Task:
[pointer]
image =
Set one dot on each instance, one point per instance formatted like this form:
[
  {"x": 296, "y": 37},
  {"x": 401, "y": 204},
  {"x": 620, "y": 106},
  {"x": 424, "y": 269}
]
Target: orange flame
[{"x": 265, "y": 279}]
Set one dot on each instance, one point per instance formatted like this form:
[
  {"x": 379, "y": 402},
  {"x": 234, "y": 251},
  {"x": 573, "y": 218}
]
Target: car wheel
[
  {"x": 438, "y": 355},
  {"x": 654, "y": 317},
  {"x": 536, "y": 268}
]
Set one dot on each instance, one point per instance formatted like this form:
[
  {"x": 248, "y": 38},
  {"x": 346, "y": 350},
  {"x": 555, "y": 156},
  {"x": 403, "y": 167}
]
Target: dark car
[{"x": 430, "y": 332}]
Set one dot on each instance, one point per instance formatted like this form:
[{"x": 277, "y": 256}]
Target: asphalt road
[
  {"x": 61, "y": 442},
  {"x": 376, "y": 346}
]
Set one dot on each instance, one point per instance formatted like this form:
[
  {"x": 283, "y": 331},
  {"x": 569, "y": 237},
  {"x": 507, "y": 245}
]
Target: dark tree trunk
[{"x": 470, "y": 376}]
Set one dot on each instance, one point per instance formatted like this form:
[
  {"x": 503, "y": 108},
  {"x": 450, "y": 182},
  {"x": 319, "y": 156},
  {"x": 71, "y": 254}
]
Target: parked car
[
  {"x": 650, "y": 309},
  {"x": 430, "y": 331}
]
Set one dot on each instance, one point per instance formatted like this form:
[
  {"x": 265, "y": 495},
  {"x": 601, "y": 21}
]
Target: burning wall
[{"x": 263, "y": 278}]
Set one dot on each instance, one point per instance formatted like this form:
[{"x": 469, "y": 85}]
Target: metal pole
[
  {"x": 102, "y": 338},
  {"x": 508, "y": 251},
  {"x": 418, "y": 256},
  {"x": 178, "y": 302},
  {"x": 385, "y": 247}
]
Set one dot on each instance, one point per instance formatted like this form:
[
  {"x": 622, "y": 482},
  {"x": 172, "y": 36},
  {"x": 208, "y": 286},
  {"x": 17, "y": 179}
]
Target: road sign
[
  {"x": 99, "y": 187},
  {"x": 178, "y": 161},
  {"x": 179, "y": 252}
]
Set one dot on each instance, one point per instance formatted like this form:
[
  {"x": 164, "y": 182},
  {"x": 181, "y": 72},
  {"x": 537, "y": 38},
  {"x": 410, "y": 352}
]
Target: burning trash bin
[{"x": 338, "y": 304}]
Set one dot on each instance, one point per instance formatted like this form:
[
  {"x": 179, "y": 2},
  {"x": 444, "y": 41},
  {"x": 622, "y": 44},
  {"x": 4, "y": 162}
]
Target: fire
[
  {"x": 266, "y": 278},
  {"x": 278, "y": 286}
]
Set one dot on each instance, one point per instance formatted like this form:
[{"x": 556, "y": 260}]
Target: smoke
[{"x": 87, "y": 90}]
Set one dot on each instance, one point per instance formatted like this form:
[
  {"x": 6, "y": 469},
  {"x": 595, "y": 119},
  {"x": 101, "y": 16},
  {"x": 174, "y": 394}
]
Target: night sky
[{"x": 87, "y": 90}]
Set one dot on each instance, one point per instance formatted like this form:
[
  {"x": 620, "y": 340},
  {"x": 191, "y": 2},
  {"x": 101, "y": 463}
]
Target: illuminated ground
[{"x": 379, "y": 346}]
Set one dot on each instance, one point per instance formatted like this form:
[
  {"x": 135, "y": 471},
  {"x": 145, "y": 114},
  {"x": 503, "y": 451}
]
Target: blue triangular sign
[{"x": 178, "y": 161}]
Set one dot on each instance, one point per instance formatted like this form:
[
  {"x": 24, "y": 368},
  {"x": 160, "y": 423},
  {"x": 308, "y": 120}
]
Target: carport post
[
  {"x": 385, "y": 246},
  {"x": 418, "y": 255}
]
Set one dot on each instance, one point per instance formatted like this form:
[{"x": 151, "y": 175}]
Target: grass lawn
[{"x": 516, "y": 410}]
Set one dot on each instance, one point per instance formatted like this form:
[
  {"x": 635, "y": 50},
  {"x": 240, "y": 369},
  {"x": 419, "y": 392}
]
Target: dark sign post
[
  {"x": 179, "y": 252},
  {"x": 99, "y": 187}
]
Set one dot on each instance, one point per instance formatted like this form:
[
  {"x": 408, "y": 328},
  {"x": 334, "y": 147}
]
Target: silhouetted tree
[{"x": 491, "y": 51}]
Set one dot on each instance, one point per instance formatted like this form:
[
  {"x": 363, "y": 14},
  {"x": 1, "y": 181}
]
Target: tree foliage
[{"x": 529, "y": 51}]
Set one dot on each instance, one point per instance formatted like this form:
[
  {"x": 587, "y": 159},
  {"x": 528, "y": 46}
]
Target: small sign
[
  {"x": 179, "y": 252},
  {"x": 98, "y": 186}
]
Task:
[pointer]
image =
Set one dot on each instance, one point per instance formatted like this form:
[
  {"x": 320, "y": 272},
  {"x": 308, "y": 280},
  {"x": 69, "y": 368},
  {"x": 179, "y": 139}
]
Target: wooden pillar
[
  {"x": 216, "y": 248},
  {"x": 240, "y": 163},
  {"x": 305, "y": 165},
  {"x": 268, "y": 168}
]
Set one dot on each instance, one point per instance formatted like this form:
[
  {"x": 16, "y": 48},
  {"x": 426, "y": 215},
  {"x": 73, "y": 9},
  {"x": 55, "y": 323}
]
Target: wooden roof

**Work instructions:** Exactly as they stand above, write out the entries.

**Written solution:**
Task:
[pointer]
image =
Set one dot on each instance, one point per instance formatted like this form:
[
  {"x": 296, "y": 37},
  {"x": 401, "y": 204},
  {"x": 620, "y": 106},
  {"x": 424, "y": 269}
]
Target: orange flame
[{"x": 265, "y": 279}]
Set one dot on each instance, one point per instance formatted like this form:
[
  {"x": 379, "y": 402},
  {"x": 234, "y": 251},
  {"x": 573, "y": 218}
]
Target: car wheel
[
  {"x": 438, "y": 355},
  {"x": 654, "y": 317},
  {"x": 536, "y": 268}
]
Set one dot on each instance, one point per instance formatted like this form:
[
  {"x": 248, "y": 38},
  {"x": 346, "y": 350},
  {"x": 555, "y": 156},
  {"x": 403, "y": 167}
]
Target: dark car
[{"x": 430, "y": 332}]
Set one dot on each instance, one point per instance formatted like this form:
[{"x": 277, "y": 256}]
Target: asphalt road
[
  {"x": 61, "y": 442},
  {"x": 376, "y": 346}
]
Set one dot on each instance, one point per instance formatted like this form:
[
  {"x": 283, "y": 331},
  {"x": 569, "y": 237},
  {"x": 507, "y": 245}
]
Target: dark tree trunk
[{"x": 470, "y": 376}]
Set one dot on each instance, one point per instance formatted like this form:
[
  {"x": 503, "y": 108},
  {"x": 450, "y": 182},
  {"x": 319, "y": 156},
  {"x": 71, "y": 254}
]
Target: parked car
[
  {"x": 650, "y": 309},
  {"x": 430, "y": 331}
]
Set one dot on each instance, one point per instance formatted like this form:
[
  {"x": 265, "y": 495},
  {"x": 601, "y": 21}
]
Target: burning wall
[{"x": 263, "y": 278}]
Set one dot on each instance, one point per instance formatted like this form:
[{"x": 469, "y": 85}]
Target: metal pole
[
  {"x": 102, "y": 338},
  {"x": 508, "y": 251},
  {"x": 418, "y": 256},
  {"x": 178, "y": 302},
  {"x": 385, "y": 247}
]
Set one dot on each instance, one point per instance formatted like this form:
[
  {"x": 622, "y": 482},
  {"x": 172, "y": 36},
  {"x": 208, "y": 286},
  {"x": 17, "y": 179}
]
Target: road sign
[
  {"x": 99, "y": 187},
  {"x": 178, "y": 161},
  {"x": 179, "y": 252}
]
Set one dot on each instance, one point per instance formatted like this form:
[
  {"x": 164, "y": 182},
  {"x": 181, "y": 72},
  {"x": 537, "y": 38},
  {"x": 410, "y": 352}
]
Target: burning trash bin
[{"x": 338, "y": 304}]
Set one dot on each instance, one point per instance formatted like this form:
[
  {"x": 179, "y": 2},
  {"x": 444, "y": 41},
  {"x": 622, "y": 44},
  {"x": 4, "y": 162}
]
Target: fire
[
  {"x": 266, "y": 278},
  {"x": 278, "y": 286}
]
Set one dot on each instance, one point per instance formatted like this form:
[{"x": 556, "y": 260}]
Target: smoke
[{"x": 87, "y": 90}]
Set one dot on each instance, one point per instance formatted like this form:
[
  {"x": 6, "y": 469},
  {"x": 595, "y": 119},
  {"x": 101, "y": 16},
  {"x": 174, "y": 394}
]
Target: night sky
[{"x": 87, "y": 90}]
Set one dot on each instance, one point per instance formatted like this form:
[
  {"x": 620, "y": 340},
  {"x": 191, "y": 2},
  {"x": 101, "y": 463}
]
Target: illuminated ground
[{"x": 379, "y": 346}]
Set one dot on each instance, one point per instance formatted like this form:
[
  {"x": 135, "y": 471},
  {"x": 145, "y": 114},
  {"x": 503, "y": 451}
]
Target: blue triangular sign
[{"x": 178, "y": 161}]
Set one dot on each instance, one point per instance formatted like this form:
[
  {"x": 24, "y": 368},
  {"x": 160, "y": 423},
  {"x": 308, "y": 120}
]
Target: carport post
[
  {"x": 385, "y": 246},
  {"x": 418, "y": 255}
]
Set one dot on each instance, one point per instance formatted like this form:
[{"x": 151, "y": 175}]
Target: grass lawn
[{"x": 516, "y": 410}]
Set one dot on each instance, one point per instance formatted like this form:
[
  {"x": 635, "y": 50},
  {"x": 240, "y": 369},
  {"x": 419, "y": 392}
]
Target: dark sign post
[
  {"x": 179, "y": 252},
  {"x": 99, "y": 187}
]
Set one dot on each instance, one point per instance formatted like this form:
[
  {"x": 408, "y": 328},
  {"x": 334, "y": 147}
]
Target: silhouetted tree
[{"x": 491, "y": 51}]
Set one dot on each instance, one point per instance formatted like this form:
[
  {"x": 363, "y": 14},
  {"x": 1, "y": 181}
]
Target: tree foliage
[{"x": 529, "y": 51}]
Set one dot on each instance, one point per instance formatted like this form:
[
  {"x": 587, "y": 159},
  {"x": 528, "y": 46}
]
Target: small sign
[
  {"x": 179, "y": 252},
  {"x": 98, "y": 186}
]
Task:
[pointer]
image =
Set one dot on each instance, one point per instance formatted like this form:
[
  {"x": 320, "y": 272},
  {"x": 308, "y": 280},
  {"x": 69, "y": 368},
  {"x": 179, "y": 139}
]
Target: wooden pillar
[
  {"x": 216, "y": 248},
  {"x": 240, "y": 163},
  {"x": 305, "y": 165},
  {"x": 268, "y": 168}
]
Set one dot on each instance, one point per instance formatted like this form:
[
  {"x": 16, "y": 48},
  {"x": 426, "y": 215},
  {"x": 73, "y": 9},
  {"x": 55, "y": 323}
]
Target: wooden roof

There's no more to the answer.